=== Material provided ===

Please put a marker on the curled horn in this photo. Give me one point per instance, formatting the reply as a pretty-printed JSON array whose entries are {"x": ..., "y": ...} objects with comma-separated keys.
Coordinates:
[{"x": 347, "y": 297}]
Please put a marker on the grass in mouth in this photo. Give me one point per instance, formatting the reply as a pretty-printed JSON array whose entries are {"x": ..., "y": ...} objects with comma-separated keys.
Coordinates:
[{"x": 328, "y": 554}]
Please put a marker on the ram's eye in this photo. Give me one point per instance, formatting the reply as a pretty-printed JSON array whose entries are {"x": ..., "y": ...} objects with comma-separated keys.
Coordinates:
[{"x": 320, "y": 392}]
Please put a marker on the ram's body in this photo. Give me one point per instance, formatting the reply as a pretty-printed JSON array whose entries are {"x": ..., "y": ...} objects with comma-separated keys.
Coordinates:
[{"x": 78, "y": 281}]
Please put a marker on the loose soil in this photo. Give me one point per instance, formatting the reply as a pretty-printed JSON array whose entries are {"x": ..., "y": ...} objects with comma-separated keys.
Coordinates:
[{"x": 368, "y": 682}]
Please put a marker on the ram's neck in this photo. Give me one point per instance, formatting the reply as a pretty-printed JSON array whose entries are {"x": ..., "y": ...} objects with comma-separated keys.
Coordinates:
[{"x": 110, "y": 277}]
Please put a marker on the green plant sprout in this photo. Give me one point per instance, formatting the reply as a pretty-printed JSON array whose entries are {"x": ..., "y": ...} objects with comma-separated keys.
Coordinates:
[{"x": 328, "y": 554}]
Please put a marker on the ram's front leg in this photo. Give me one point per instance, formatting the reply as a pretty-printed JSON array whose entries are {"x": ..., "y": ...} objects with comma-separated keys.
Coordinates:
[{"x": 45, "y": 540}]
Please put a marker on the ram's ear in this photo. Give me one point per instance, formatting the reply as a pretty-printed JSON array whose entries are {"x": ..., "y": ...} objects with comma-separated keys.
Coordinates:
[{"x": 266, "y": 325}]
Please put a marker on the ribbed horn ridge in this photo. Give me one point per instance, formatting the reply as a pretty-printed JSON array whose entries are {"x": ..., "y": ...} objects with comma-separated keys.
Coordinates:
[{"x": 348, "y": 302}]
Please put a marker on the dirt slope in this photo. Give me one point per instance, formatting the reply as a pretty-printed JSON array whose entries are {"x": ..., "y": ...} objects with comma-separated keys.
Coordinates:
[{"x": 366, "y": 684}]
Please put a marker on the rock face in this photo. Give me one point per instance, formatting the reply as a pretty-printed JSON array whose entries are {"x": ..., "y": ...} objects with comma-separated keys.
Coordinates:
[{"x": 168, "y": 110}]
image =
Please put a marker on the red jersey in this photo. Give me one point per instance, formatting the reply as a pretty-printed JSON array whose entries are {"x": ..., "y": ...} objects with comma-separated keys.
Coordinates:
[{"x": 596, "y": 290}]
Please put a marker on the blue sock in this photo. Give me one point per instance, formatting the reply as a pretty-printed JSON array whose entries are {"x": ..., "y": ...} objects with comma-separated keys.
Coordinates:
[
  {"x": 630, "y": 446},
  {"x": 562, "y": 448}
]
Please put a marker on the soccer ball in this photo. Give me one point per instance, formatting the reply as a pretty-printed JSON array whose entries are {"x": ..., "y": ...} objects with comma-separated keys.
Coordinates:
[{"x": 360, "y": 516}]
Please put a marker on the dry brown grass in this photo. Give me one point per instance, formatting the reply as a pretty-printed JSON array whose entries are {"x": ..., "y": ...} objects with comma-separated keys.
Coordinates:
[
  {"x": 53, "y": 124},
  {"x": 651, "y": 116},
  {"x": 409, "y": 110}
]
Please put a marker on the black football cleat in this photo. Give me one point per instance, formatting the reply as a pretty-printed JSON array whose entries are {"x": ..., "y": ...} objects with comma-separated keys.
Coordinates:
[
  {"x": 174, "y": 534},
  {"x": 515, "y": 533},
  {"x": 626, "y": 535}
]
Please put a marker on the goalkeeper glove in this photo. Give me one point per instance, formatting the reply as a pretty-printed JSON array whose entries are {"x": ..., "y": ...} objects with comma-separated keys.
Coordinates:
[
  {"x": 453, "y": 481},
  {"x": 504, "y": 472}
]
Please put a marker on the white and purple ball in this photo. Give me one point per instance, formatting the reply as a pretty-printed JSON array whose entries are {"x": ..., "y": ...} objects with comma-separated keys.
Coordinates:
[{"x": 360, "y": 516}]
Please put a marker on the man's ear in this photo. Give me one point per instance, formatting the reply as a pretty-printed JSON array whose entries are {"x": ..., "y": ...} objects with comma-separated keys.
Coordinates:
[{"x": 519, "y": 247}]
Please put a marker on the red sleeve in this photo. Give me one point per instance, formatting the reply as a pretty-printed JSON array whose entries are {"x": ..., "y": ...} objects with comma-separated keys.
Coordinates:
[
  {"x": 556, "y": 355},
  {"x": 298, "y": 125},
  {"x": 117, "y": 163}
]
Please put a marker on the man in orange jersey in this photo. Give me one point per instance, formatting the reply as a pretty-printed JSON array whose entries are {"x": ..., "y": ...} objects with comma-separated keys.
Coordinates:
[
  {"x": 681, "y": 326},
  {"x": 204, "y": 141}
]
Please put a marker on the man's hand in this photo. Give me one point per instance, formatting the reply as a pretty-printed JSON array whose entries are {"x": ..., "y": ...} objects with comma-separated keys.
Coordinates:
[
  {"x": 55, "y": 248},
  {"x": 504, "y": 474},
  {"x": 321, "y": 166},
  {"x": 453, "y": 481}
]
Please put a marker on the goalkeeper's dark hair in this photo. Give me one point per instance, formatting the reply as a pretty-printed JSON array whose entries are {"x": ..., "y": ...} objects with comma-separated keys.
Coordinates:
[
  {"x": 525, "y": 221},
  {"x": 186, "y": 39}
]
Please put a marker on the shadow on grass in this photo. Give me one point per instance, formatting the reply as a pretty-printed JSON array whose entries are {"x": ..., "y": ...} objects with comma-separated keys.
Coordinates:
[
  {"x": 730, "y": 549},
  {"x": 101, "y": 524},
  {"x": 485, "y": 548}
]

===

• _Your instructions_
Rewrite the listing above, from the line containing "Please put a marker on the man in" through the last line of the listing, both included, as a JSON list of strings with one string per line and blank lines left out.

• _Correct output_
[
  "Please put a marker on the man in orange jersey in this photo. Give me one point per instance, formatting the reply as a pretty-printed JSON array whose entries are {\"x\": ..., \"y\": ...} objects with comma-separated keys.",
  "Coordinates:",
  "[",
  "  {\"x\": 681, \"y\": 326},",
  "  {\"x\": 204, \"y\": 141}",
  "]",
  "Please put a marker on the man's hand in this photo. Give me one point per instance, formatting the reply as a pretty-printed JSON array whose entries are {\"x\": ..., \"y\": ...} objects with comma-separated keys.",
  "Coordinates:",
  "[",
  "  {\"x\": 55, \"y\": 248},",
  "  {\"x\": 504, \"y\": 474},",
  "  {\"x\": 321, \"y\": 166},",
  "  {\"x\": 453, \"y\": 481}",
  "]",
  "Please put a marker on the goalkeeper's dark hair in this photo. Give me one point per instance, formatting the reply as a pretty-printed JSON array whose entries are {\"x\": ..., \"y\": ...} objects with comma-separated keys.",
  "Coordinates:",
  "[",
  "  {\"x\": 525, \"y\": 221},",
  "  {\"x\": 186, \"y\": 39}",
  "]",
  "Please put a marker on the shadow on grass in this photo. Give me one point per instance, formatting the reply as a pretty-printed JSON array whose entries are {\"x\": ..., \"y\": ...} objects with comma-separated keys.",
  "Coordinates:",
  "[",
  "  {\"x\": 730, \"y\": 549},",
  "  {\"x\": 101, \"y\": 524},",
  "  {\"x\": 485, \"y\": 548}",
  "]"
]